- [DATA EXTRACT]
----

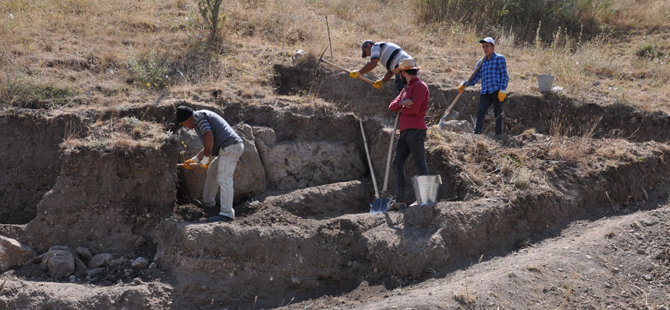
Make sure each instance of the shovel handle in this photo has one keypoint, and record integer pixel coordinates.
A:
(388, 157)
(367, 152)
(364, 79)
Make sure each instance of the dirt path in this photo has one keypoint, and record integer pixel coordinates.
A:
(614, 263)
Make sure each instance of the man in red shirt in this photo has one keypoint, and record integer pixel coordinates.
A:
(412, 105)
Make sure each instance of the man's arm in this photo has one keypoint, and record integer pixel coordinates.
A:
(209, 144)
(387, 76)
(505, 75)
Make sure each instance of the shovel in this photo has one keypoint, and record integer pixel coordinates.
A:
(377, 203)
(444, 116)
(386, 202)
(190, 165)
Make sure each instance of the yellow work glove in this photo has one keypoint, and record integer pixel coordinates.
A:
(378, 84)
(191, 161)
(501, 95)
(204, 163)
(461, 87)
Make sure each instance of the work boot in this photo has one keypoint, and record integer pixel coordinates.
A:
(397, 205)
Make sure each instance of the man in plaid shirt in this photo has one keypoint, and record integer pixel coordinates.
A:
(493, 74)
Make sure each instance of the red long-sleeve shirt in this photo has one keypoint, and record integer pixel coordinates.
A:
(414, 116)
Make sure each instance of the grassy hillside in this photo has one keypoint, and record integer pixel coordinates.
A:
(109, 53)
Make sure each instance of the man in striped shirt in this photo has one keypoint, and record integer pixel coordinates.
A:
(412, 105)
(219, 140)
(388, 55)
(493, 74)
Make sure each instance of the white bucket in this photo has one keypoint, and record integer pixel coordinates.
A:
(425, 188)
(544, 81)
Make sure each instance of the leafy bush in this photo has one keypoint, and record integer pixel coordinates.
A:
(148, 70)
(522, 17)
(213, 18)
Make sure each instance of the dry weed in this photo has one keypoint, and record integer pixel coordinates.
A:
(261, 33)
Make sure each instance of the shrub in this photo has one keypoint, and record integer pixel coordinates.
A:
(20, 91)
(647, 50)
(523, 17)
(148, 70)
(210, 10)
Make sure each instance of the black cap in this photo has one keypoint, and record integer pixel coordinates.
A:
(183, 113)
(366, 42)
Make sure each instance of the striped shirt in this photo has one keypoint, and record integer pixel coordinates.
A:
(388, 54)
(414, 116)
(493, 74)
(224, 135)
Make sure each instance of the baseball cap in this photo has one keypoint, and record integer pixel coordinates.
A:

----

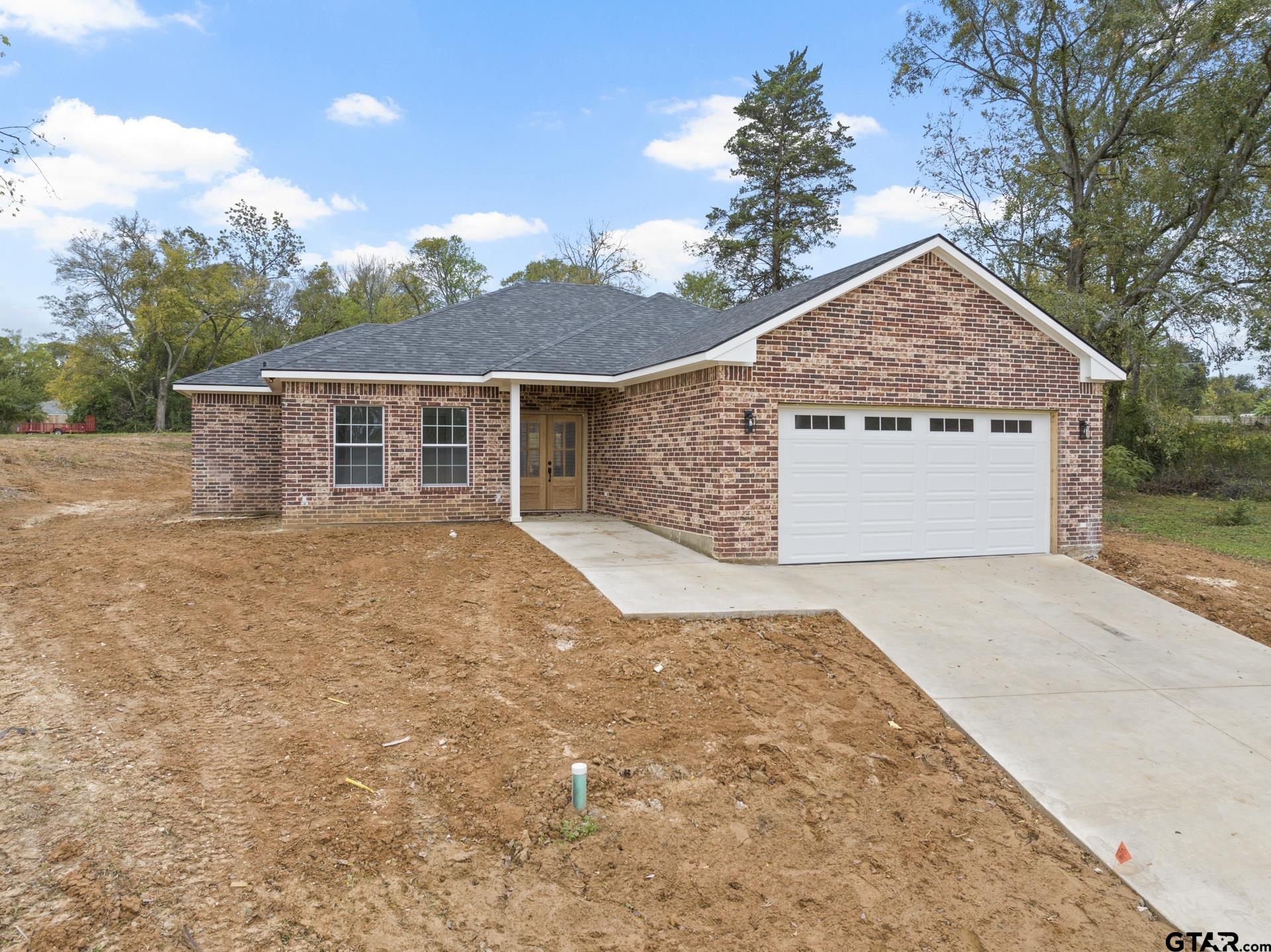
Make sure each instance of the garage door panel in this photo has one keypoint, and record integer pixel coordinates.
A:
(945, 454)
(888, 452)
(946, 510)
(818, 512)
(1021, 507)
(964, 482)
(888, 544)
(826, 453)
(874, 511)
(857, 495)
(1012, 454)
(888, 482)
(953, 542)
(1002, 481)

----

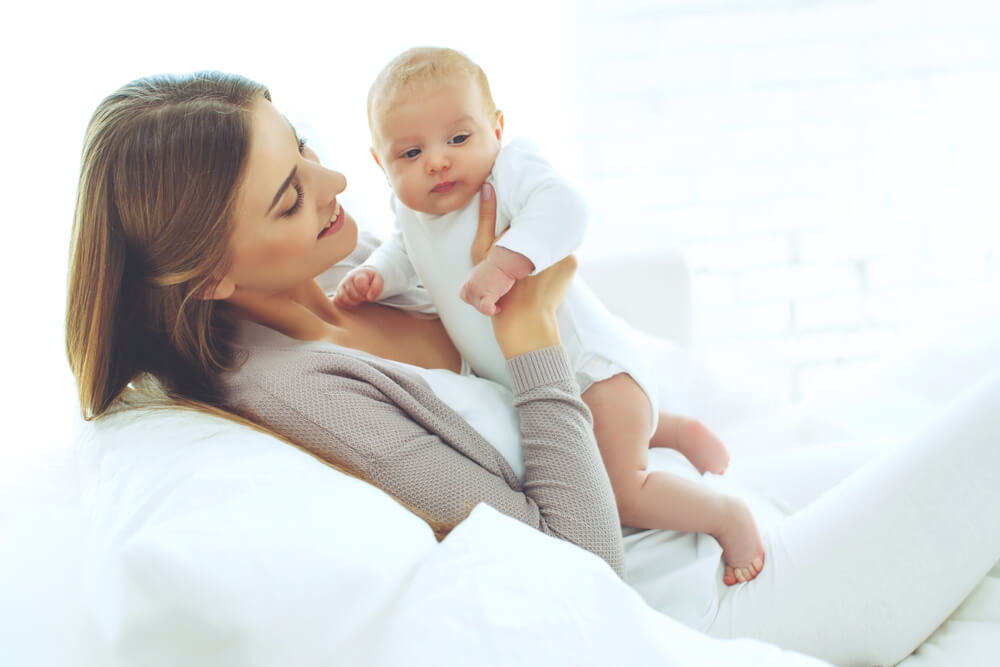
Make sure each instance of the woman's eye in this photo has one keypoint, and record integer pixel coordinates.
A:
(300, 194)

----

- [AIM OF THE TASK] Count the lines of the records that include the word "shirt". Give the number by itself.

- [EXERCISE OUTPUT] 5